* **WHAT YOU NEED TO DO**: Continue the news passage on the FDA's Priority Review of Epidiolex for seizures in tuberous sclerosis complex, beginning right after its last sentence.

* **SELECTED EXTRACT**:
================

The Food and Drug Administration (FDA) has accepted for Priority Review the supplemental New Drug Application (sNDA) for Epidiolex® (cannabidiol; Greenwich Biosciences) for the treatment of seizures associated with tuberous sclerosis complex (TSC), a rare genetic disease that causes tumor growth in vital organs of the body.
Epidiolex is a pharmaceutical formulation of highly purified cannabidiol (CBD). In 2018, it became the first approved drug to contain an active ingredient derived from marijuana as well as the first treatment approved for patients with Dravet syndrome. The precise mechanism by which cannabidiol exerts its anticonvulsant effects is unknown; it does not appear to exert its effects through interaction with cannabinoid receptors.

================

* **DATA SHOWN**:
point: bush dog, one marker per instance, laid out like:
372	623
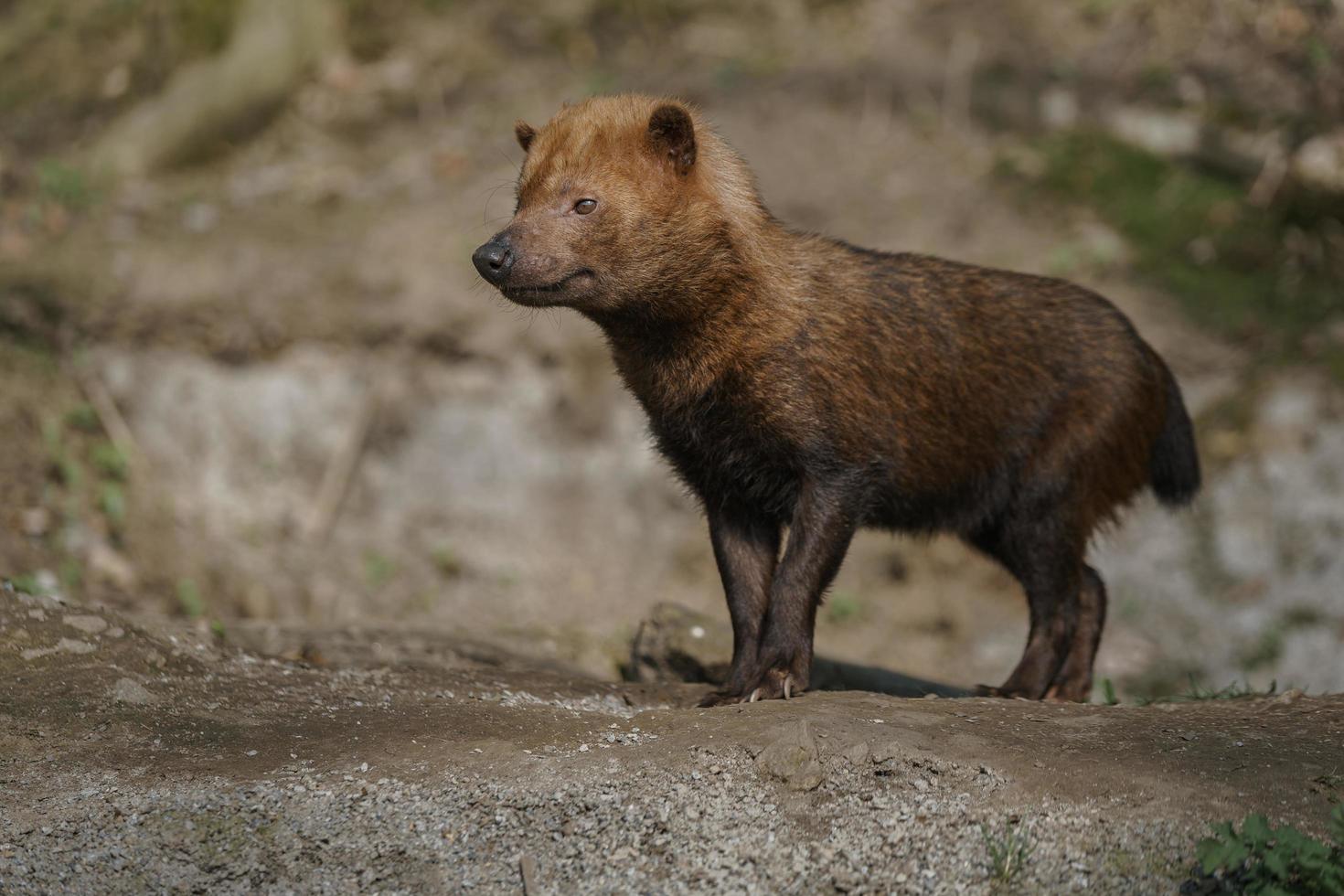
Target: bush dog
797	383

================

* **ANSWER TO THIS PROBLEM**:
The sNDA is supported by data from a phase 3 trial that included 224 patients with drug-resistant epilepsy associated with TSC. Patients were randomized to receive either Epidiolex at a dose of 25mg/kg/day (CBD25) or 50mg/kg/day (CBD50) or matched placebo for 16 weeks (4-week titration and 12-week maintenance phase). Results showed a significantly greater reduction from baseline in TSC-associated seizures with Epidiolex compared with placebo (49% with CBD25 vs 27% with placebo; P =.0009; 48% with CBD50 vs 26.5% with placebo; P =.0018).
“More than 60% of individuals with TSC do not achieve seizure control with standard antiepileptic drug treatments,” said Justin Gover, GW’s Chief Executive Officer. “Today’s news is therefore important for TSC patients and their clinicians, and we look forward to working with the FDA during the review process to expand the Epidiolex product label for use in TSC.”
The FDA previously granted Orphan Drug designation to Epidiolex for the treatment of seizures associated with TCS. A Prescription Drug User Fee Act (PDUFA) target date of July 31, 2020 has been set for this application.
Epidiolex is already approved for the treatment of seizures associated with Lennox-Gastaut syndrome (LGS) or Dravet syndrome in patients aged ≥2 years.